** Start of Data to use **

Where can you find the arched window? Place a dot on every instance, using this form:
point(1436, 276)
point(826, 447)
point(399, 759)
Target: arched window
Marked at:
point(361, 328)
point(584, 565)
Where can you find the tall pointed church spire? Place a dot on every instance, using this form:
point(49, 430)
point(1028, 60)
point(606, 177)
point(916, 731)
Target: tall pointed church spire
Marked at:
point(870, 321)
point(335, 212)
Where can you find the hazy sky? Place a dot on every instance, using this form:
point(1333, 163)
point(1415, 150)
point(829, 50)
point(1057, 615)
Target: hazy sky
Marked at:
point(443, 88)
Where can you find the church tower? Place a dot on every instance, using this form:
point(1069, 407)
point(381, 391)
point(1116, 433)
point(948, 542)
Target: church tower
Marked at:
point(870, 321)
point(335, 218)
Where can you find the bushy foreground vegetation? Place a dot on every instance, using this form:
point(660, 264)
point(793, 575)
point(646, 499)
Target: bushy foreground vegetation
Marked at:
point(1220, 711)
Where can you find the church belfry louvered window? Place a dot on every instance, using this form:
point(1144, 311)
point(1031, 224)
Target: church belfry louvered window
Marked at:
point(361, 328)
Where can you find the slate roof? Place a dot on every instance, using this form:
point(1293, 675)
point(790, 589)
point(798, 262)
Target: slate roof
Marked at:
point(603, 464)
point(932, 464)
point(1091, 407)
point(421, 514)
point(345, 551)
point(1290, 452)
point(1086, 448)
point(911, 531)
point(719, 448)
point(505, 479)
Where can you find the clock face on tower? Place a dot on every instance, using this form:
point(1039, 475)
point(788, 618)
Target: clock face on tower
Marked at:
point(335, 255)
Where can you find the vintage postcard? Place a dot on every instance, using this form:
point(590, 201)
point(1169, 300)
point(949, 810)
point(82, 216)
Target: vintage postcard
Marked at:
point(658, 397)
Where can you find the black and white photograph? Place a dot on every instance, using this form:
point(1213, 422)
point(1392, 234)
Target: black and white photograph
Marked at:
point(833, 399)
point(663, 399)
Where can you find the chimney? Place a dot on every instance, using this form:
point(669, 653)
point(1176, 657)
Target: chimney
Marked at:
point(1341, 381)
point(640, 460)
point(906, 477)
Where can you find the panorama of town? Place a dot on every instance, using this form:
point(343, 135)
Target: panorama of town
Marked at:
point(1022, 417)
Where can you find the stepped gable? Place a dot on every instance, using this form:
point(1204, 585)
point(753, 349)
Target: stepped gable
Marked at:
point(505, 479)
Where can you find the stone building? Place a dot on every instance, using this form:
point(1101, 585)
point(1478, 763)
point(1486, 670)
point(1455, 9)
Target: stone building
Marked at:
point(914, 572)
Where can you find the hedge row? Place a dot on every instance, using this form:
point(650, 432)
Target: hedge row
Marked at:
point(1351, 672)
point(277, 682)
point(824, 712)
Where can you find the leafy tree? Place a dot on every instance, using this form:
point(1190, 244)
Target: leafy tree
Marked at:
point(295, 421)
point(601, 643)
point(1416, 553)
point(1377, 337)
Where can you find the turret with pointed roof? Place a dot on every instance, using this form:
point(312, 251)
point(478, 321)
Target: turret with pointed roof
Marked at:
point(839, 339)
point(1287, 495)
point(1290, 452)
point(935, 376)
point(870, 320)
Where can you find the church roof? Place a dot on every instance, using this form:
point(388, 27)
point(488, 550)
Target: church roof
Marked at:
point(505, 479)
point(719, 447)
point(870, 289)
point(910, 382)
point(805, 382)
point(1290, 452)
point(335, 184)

** End of Data to use **
** Start of Data to use **

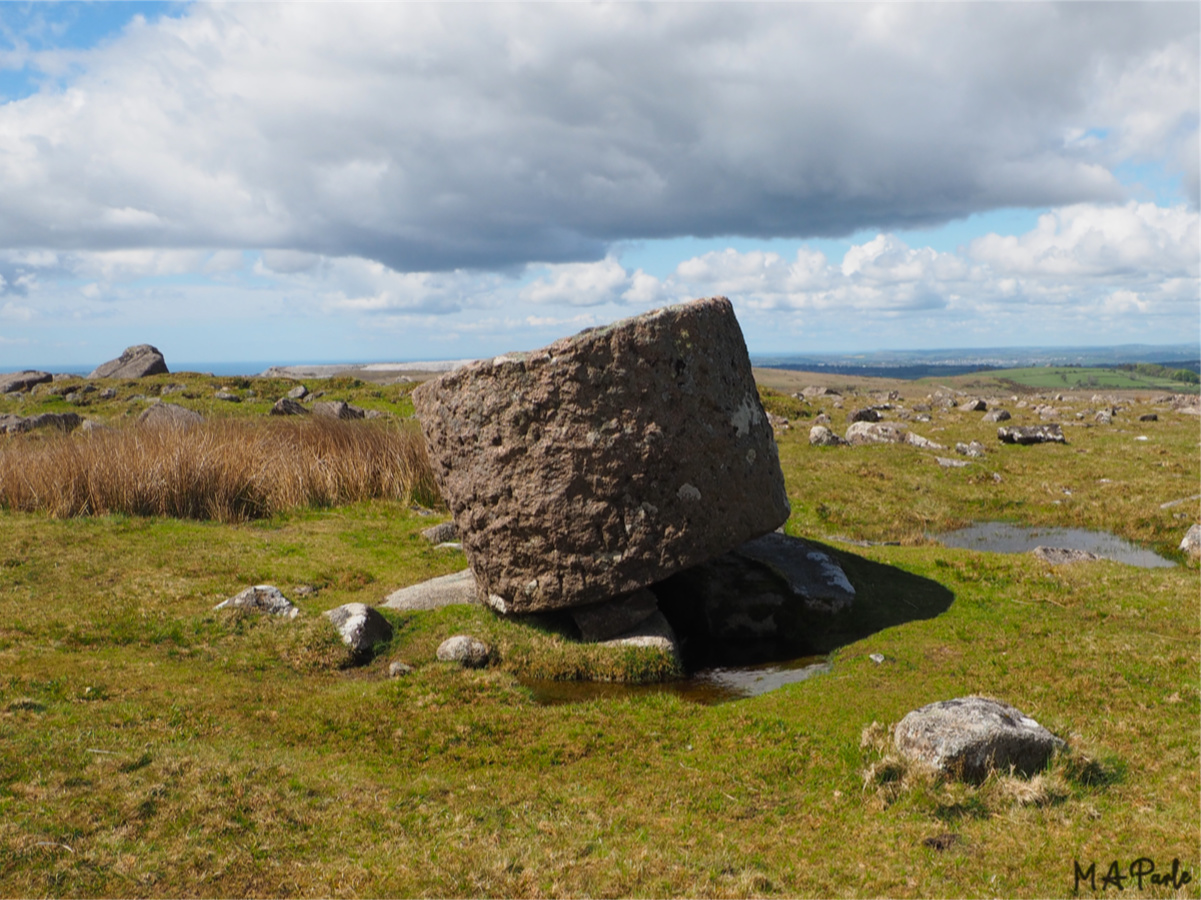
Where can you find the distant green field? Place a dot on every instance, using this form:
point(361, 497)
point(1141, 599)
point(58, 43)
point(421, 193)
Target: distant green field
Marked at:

** End of Data to use **
** Start of Data to use **

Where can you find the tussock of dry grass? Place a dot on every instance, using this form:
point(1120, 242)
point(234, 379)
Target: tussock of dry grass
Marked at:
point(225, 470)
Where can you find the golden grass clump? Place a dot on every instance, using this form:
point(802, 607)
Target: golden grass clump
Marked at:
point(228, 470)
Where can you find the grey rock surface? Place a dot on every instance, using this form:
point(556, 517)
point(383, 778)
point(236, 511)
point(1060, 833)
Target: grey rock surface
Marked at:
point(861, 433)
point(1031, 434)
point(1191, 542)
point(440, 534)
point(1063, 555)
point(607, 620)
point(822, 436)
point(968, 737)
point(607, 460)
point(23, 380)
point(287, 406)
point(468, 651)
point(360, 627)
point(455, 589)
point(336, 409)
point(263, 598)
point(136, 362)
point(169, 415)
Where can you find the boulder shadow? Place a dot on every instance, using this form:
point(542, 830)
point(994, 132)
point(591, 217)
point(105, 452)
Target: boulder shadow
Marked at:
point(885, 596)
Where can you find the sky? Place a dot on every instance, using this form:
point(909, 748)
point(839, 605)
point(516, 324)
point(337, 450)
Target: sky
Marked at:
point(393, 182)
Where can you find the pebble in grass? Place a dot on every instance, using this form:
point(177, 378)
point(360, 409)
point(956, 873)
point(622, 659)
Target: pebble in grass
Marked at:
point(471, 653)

** End of Data to use **

[Task directions]:
Copy out the lines of the data file above without any change, from the line that contains "Where can you find the arched" through the line that contains "point(1220, 711)", including both of those lines.

[Solution for this problem]:
Where can you find the arched window? Place a dot on every instance, using this form:
point(1436, 276)
point(826, 447)
point(399, 759)
Target: arched window
Marked at:
point(361, 328)
point(584, 565)
Where can you find the tall pointed church spire? Place a dot on every instance, using this form:
point(49, 430)
point(1028, 60)
point(606, 177)
point(916, 731)
Target: tall pointed church spire
Marked at:
point(870, 321)
point(335, 212)
Where can you find the hazy sky? Place a dot on every instance, using this form:
point(1333, 163)
point(1415, 150)
point(829, 50)
point(1057, 615)
Target: hazy sky
Marked at:
point(443, 88)
Where can you find the church tower? Place a dot on every instance, using this form:
point(1069, 407)
point(381, 391)
point(1116, 433)
point(948, 542)
Target: church tower
Marked at:
point(870, 321)
point(335, 218)
Where can you find the bushy foreground vegetation? Place a dot on every instance, using this form:
point(660, 264)
point(793, 575)
point(646, 499)
Target: bushy foreground vegetation
Marked at:
point(1220, 711)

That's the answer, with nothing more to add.